Goals ->
1. Decide whether each statement below agrees with the thread on swap in Kubernetes. Answer yes or no for each, quoting the deciding words of the text. (a) With memory compression on the local dev server, the nightly job peaks at 3GB. (b) Disabling swap lowers memory pressure overall. (c) During the day, the instance uses about 1GB of memory.
2. Answer these questions from the thread on swap in Kubernetes:
(a) How much memory is allocated to the node?
(b) Under what condition does the text say isolation is much easier?
(c) What may the kernel be forced to drop when memory pressure increases?

Text shown ->
--------------------------------
We have a Ubuntu instance on k8 that runs a large batch job every night which consumes a lot of memory. As the workload is not predetermined, we are forced to (expensively) allocate 16GB to the node regardless of its actual memory consumption to avoid OOM. With memory compression on our local dev server, the job peaks at only 3GB. Otherwise during the day, it takes only 1GB of memory. Banning swaps and thus memory compression is quite silly a move.

I think the main concern here is probably isolation. A typical machine can host a ton of pods, and if memory gets tight, they could start swapping and completely destroy performance for each other. If there's no swap, isolation is much easier.

I think the main concern here is probably isolation. A typical machine can host a ton of pods, and if memory gets tight, they could start swapping and completely destroy performance for each other. If there's no swap, isolation is much easier.

But as explained previously, disabling swap doesn't buy us anything here. In fact, since it increases memory pressure overall, it may force the kernel to drop parts of the working set when it could otherwise have swapped out unused data -- so it makes the situation worse.
--------------------------------
Stored data ->
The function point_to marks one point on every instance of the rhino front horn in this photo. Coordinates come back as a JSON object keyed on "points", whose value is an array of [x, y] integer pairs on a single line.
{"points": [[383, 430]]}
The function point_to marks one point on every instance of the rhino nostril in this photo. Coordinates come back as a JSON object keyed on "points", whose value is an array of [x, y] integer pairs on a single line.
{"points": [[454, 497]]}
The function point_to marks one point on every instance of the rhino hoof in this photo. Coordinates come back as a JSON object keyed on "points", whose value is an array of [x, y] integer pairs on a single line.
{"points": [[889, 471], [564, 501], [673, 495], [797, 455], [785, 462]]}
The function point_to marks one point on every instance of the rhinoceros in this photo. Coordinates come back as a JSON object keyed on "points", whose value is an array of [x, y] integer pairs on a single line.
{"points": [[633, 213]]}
--------------------------------
Expected results ->
1.
(a) Yes: "With memory compression on our local dev server, the job peaks at only 3GB."
(b) No: "since it increases memory pressure overall"
(c) Yes: "Otherwise during the day, it takes only 1GB of memory."

2.
(a) 16GB
(b) If there's no swap
(c) Parts of the working set